WORK TASK
Go to the line with "pink apron in" in the records below, then output it and each following line exactly, up to and including the line with "to the person". Skip pictures and add nothing.

Referring expression pointing data:
*-*-*
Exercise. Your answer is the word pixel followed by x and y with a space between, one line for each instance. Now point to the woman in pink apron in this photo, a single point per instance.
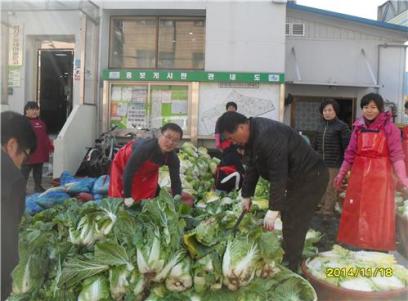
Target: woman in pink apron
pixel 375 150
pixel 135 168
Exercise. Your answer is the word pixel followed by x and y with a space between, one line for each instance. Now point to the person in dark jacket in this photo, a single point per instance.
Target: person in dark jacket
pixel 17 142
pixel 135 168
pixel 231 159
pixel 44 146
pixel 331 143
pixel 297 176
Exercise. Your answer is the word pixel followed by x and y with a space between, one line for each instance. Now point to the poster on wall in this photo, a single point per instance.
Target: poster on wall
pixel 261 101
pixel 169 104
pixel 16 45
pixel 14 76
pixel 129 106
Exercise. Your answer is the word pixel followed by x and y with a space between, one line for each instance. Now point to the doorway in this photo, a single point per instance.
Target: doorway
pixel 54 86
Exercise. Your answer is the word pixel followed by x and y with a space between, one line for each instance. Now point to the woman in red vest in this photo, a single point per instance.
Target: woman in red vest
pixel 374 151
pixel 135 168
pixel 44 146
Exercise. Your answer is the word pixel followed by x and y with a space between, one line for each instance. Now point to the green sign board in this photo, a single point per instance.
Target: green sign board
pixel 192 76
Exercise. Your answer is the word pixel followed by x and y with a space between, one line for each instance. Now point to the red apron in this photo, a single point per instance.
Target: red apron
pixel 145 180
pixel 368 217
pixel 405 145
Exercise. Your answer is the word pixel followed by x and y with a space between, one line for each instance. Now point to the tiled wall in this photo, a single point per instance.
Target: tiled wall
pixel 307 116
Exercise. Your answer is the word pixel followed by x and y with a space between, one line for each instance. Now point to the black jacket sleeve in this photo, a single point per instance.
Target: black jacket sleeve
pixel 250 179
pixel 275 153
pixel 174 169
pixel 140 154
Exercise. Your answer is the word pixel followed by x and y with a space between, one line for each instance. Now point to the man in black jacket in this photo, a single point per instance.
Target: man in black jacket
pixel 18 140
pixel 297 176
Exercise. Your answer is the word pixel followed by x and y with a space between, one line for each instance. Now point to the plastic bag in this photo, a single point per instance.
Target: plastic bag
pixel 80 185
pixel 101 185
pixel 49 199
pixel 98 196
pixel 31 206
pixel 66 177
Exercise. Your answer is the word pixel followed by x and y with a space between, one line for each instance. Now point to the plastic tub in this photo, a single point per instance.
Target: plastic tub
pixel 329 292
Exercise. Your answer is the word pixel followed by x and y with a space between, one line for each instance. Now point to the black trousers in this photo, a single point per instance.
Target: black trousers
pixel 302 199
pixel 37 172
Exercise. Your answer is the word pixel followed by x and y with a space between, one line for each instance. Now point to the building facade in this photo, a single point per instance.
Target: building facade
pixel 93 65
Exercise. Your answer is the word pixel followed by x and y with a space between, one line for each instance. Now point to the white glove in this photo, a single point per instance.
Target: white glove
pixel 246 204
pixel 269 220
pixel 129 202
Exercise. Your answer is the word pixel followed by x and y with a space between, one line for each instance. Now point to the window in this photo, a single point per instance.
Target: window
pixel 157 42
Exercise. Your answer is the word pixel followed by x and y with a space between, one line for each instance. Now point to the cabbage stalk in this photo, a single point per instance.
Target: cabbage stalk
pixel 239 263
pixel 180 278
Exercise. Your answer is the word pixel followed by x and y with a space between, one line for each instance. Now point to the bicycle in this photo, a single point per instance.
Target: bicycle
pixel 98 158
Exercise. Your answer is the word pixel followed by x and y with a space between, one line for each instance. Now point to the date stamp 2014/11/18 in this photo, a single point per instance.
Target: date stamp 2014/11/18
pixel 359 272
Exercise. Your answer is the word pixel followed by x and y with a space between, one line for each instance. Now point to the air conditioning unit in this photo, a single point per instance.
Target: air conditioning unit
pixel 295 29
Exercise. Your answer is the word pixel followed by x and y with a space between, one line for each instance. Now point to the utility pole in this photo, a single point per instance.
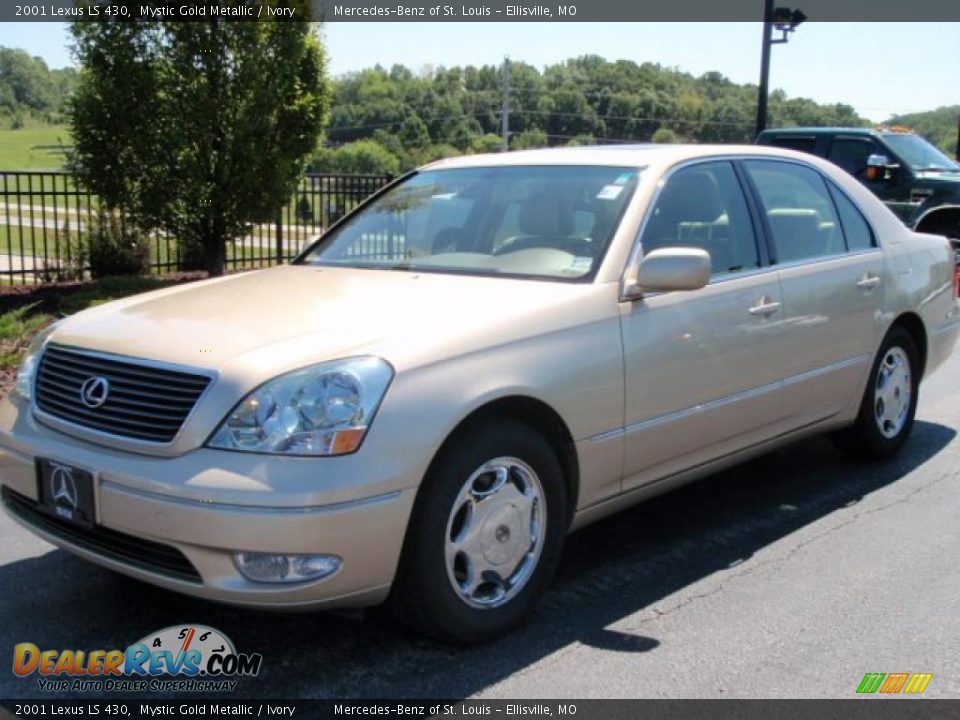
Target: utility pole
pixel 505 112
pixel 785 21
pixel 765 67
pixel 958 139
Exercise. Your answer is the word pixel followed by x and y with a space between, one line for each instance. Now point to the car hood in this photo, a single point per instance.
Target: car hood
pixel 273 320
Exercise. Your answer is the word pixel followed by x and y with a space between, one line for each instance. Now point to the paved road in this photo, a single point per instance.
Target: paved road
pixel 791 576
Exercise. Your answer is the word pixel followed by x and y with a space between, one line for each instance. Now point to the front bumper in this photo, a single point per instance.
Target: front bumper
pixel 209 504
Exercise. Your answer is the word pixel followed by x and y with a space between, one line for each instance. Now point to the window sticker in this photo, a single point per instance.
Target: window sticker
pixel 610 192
*-*-*
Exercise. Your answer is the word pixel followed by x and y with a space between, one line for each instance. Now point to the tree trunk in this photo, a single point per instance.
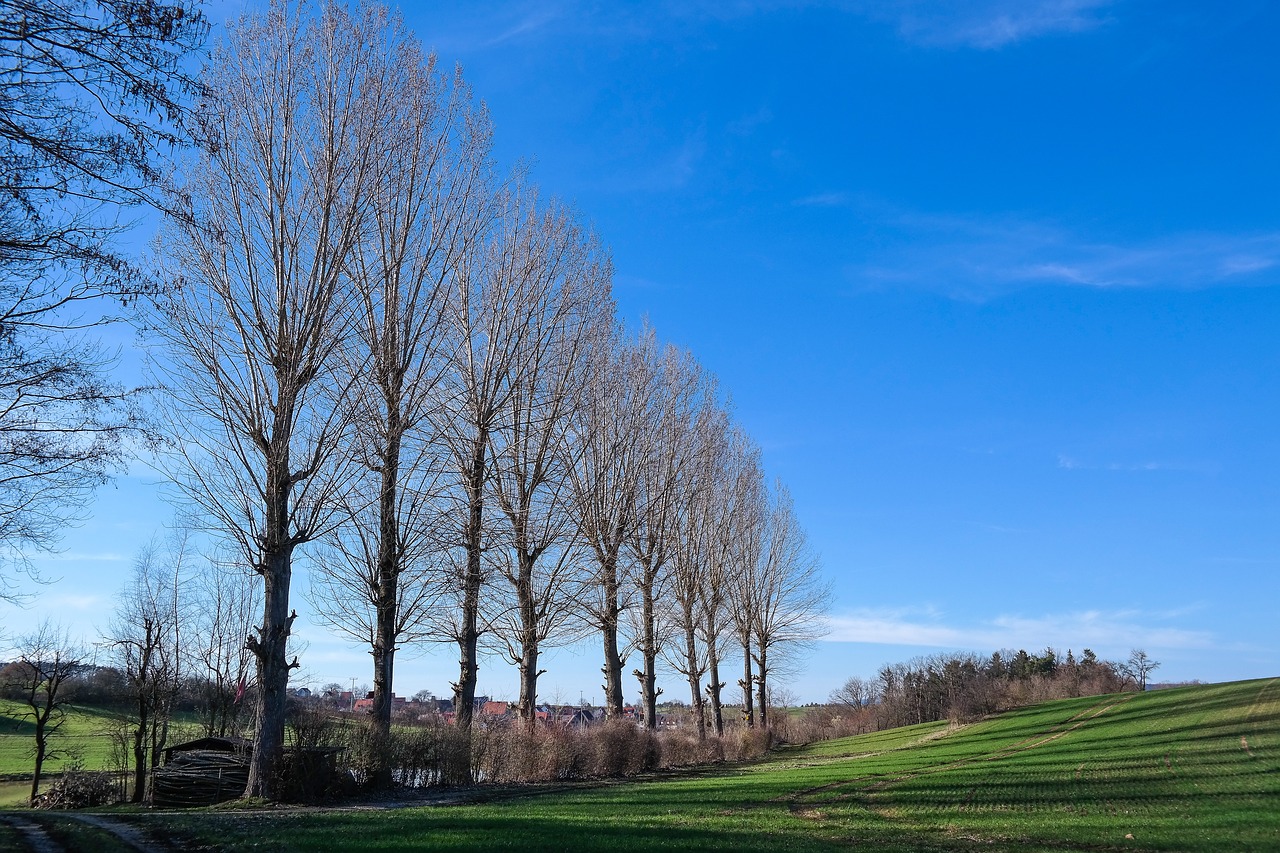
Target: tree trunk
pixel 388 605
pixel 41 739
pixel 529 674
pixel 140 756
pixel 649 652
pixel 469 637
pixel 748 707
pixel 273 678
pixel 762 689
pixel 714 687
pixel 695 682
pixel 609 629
*-*-*
EXERCISE SOLUTION
Exercise. Your answer is the word pixel followed by x and y with a space between, one line for each instance. Now point to the woman in pink apron in this photo, a single point per instance.
Target: woman in pink apron
pixel 375 150
pixel 135 168
Exercise. Your answer is the word pixel followed by x and y with a space between, one line for each instance. Now point to the person in dark jacket in this photo, a single point per instance.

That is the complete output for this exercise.